• TASK INSTRUCTIONS:
Reproduce the following lines verbatim, covering all the records.

(Excerpts from annotation records)
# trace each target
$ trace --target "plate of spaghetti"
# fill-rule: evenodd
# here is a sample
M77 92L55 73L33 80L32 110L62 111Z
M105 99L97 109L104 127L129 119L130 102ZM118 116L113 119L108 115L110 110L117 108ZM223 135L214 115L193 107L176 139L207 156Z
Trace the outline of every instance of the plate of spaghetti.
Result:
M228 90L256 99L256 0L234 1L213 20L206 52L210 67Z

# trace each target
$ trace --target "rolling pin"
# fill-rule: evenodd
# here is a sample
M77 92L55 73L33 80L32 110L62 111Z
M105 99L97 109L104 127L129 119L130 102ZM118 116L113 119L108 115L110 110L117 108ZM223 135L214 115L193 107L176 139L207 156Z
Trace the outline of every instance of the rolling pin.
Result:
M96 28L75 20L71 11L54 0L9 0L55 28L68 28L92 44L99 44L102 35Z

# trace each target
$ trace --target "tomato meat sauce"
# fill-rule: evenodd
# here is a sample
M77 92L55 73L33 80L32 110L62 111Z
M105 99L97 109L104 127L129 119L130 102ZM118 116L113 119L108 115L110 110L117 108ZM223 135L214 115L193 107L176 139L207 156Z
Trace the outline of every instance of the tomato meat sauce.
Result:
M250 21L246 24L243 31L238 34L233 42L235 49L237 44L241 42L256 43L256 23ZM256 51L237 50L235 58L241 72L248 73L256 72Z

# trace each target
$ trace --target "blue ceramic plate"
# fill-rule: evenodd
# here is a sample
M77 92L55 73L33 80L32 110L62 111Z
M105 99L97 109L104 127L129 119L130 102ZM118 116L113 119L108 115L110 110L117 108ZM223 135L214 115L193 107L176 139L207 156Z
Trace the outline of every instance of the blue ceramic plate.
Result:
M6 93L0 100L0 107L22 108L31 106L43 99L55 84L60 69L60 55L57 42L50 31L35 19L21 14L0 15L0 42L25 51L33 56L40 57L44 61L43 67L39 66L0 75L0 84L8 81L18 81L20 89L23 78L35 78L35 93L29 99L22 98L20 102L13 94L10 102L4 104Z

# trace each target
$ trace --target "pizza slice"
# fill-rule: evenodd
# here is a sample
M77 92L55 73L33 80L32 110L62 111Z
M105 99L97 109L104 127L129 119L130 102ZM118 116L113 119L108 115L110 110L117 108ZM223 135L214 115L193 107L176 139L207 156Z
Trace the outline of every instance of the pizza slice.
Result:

• RESPONSE TO THIS TASK:
# trace each target
$ trace --target "plate of spaghetti"
# fill-rule: evenodd
# here is a sample
M77 92L55 73L33 80L32 110L62 111Z
M105 99L97 109L104 127L129 119L130 102ZM118 116L113 119L108 115L110 110L117 108ZM223 135L214 115L193 107L176 139L207 156Z
Trace the outline of every instance of the plate of spaghetti.
Result:
M228 90L256 99L256 0L234 1L213 20L206 52L210 67Z

# trace each target
$ trace --target "rolling pin"
# fill-rule: evenodd
# here is a sample
M77 92L55 73L33 80L32 110L62 111Z
M105 99L97 109L104 127L129 119L130 102ZM118 116L113 119L108 115L110 110L117 108ZM223 135L214 115L193 107L176 139L207 156Z
Trace the outline of every instance of the rolling pin.
Result:
M96 28L75 20L71 11L54 0L9 0L55 28L68 28L92 44L99 44L102 35Z

# trace each target
$ trace --target "tomato meat sauce"
# fill-rule: evenodd
# here is a sample
M77 92L55 73L33 80L32 110L62 111Z
M105 99L97 109L104 127L129 119L130 102ZM118 116L113 119L108 115L110 110L117 108ZM223 135L214 115L193 107L176 139L207 156Z
Trace the outline of every instance of the tomato meat sauce.
Result:
M250 21L246 24L243 31L238 34L233 42L235 49L237 44L241 42L256 43L256 23ZM256 51L237 50L235 58L241 72L248 73L256 72Z

# trace each target
$ trace --target "blue ceramic plate"
# fill-rule: evenodd
# here is a sample
M77 92L55 73L33 80L32 110L62 111Z
M105 99L97 109L104 127L129 119L130 102ZM118 116L113 119L108 115L110 110L117 108ZM223 135L214 115L193 107L176 139L207 156Z
Trace the outline of every instance of the blue ceramic plate.
Result:
M6 93L0 100L0 107L22 108L31 106L43 99L55 84L60 69L60 55L57 42L50 31L35 19L21 14L0 15L0 42L25 51L33 56L40 57L44 61L43 67L39 66L0 75L0 84L8 81L18 81L20 89L23 78L35 78L35 93L29 99L22 98L20 102L13 94L10 102L4 104Z

# trace each target
$ trace --target "pizza slice"
# fill-rule: evenodd
# here is a sample
M77 92L55 73L33 80L32 110L62 111Z
M105 99L97 109L104 127L129 119L130 102ZM118 116L113 119L108 115L110 110L117 108ZM223 135L214 115L193 107L176 139L207 156Z
Trace the outline of every instance of the pizza slice.
Result:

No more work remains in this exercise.